• _Requirements_
Print the records again, character for character.

'''

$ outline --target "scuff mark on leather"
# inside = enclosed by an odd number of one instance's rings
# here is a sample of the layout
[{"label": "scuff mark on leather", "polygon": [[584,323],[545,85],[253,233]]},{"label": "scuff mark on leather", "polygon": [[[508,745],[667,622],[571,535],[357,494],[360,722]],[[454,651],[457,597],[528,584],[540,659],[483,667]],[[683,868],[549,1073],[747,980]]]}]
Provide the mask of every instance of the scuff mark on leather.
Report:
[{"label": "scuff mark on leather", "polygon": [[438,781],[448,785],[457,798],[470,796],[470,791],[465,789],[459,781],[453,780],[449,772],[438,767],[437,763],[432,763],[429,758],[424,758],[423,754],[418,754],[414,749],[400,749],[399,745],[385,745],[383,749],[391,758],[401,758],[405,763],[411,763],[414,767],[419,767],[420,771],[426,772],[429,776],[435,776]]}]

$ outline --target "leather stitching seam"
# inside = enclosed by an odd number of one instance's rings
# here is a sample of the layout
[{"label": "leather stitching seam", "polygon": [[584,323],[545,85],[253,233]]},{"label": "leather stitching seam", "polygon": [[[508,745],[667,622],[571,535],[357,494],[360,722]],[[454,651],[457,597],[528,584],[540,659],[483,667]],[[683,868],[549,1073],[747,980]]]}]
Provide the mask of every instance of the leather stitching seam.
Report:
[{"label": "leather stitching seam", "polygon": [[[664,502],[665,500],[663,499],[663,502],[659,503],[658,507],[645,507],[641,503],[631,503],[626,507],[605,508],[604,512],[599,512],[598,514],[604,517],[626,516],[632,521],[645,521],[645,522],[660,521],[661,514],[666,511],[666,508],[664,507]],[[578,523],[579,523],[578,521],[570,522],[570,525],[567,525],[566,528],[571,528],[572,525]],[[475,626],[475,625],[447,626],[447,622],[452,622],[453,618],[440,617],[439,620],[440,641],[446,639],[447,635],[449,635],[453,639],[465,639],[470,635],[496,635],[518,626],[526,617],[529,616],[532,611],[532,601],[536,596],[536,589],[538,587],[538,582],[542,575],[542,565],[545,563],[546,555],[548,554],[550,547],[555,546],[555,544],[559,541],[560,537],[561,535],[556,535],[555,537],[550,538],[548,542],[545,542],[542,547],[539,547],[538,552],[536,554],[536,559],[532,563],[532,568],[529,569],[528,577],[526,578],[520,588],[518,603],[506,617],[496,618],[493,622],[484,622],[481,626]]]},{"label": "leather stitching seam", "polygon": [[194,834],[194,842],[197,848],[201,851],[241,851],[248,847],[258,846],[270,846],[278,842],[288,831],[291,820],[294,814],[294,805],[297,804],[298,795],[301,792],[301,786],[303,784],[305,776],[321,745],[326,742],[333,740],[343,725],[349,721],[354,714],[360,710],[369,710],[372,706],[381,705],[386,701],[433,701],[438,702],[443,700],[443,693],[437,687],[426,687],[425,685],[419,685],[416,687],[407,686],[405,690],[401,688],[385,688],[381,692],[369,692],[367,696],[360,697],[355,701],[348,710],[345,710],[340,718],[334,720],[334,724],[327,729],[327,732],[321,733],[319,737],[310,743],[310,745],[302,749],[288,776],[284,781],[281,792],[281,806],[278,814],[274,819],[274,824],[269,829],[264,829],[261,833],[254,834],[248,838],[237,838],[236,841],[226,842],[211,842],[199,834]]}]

'''

• _Solution to this exercise_
$ outline --target "scuff mark on leather"
# inside = enclosed by an odd number of one instance's rings
# here is a sample of the layout
[{"label": "scuff mark on leather", "polygon": [[584,323],[545,85],[253,233]]},{"label": "scuff mark on leather", "polygon": [[[508,745],[667,622],[571,535],[357,494],[360,722]],[[454,651],[457,597],[528,584],[540,659],[483,667]],[[683,868],[549,1073],[747,980]]]}]
Provide the mask of every instance of the scuff mark on leather.
Report:
[{"label": "scuff mark on leather", "polygon": [[438,781],[448,785],[457,798],[470,796],[470,791],[465,789],[459,781],[453,780],[449,772],[438,767],[437,763],[432,763],[429,758],[424,758],[423,754],[418,754],[414,749],[400,749],[399,745],[385,745],[383,749],[391,758],[401,758],[405,763],[411,763],[414,767],[419,767],[420,771],[426,772],[429,776],[435,776]]}]

$ outline --target "leather stitching seam"
# inside = enclosed by an odd number of one instance's rings
# here is a sample of the layout
[{"label": "leather stitching seam", "polygon": [[584,323],[545,85],[253,233]]},{"label": "leather stitching seam", "polygon": [[[508,745],[667,622],[571,535],[357,494],[360,722]],[[454,651],[457,597],[528,584],[540,659],[483,667]],[[683,868],[549,1073],[747,980]]]}]
Provide the mask of every instance of the leather stitching seam.
Report:
[{"label": "leather stitching seam", "polygon": [[[664,502],[665,500],[663,499],[663,502],[659,503],[658,507],[645,507],[641,503],[631,503],[626,507],[605,508],[604,512],[599,512],[598,514],[604,517],[626,516],[632,521],[645,521],[645,522],[660,521],[661,514],[666,511],[666,508],[664,507]],[[578,523],[579,523],[578,521],[570,522],[570,525],[567,525],[566,528],[571,528],[572,525]],[[475,626],[475,625],[447,626],[447,622],[452,622],[453,618],[440,617],[439,620],[440,641],[446,639],[447,635],[449,635],[453,639],[465,639],[470,635],[496,635],[518,626],[526,617],[529,616],[532,611],[532,601],[536,596],[536,589],[538,587],[538,582],[542,575],[542,565],[545,563],[546,555],[548,554],[550,547],[555,546],[555,544],[559,541],[560,537],[561,535],[556,535],[555,537],[550,538],[548,542],[545,542],[542,547],[539,547],[538,552],[536,554],[536,559],[532,563],[532,568],[529,569],[528,577],[526,578],[520,588],[518,603],[506,617],[496,618],[493,622],[484,622],[481,626]]]},{"label": "leather stitching seam", "polygon": [[194,834],[194,842],[197,848],[201,851],[241,851],[248,847],[258,846],[270,846],[278,842],[288,831],[291,820],[294,814],[294,805],[297,804],[298,795],[301,792],[301,786],[303,784],[305,776],[321,745],[326,742],[333,740],[343,725],[349,721],[354,714],[360,710],[369,710],[372,706],[381,705],[386,701],[433,701],[438,702],[443,700],[443,693],[437,687],[426,687],[425,685],[419,685],[416,687],[407,686],[405,690],[401,688],[385,688],[381,692],[369,692],[367,696],[360,697],[355,701],[348,710],[345,710],[340,718],[334,720],[334,724],[327,729],[327,732],[321,733],[319,737],[310,743],[310,745],[302,749],[288,776],[284,781],[281,792],[281,806],[278,814],[274,819],[274,824],[269,829],[264,829],[261,833],[254,834],[248,838],[237,838],[236,841],[226,842],[211,842],[199,834]]}]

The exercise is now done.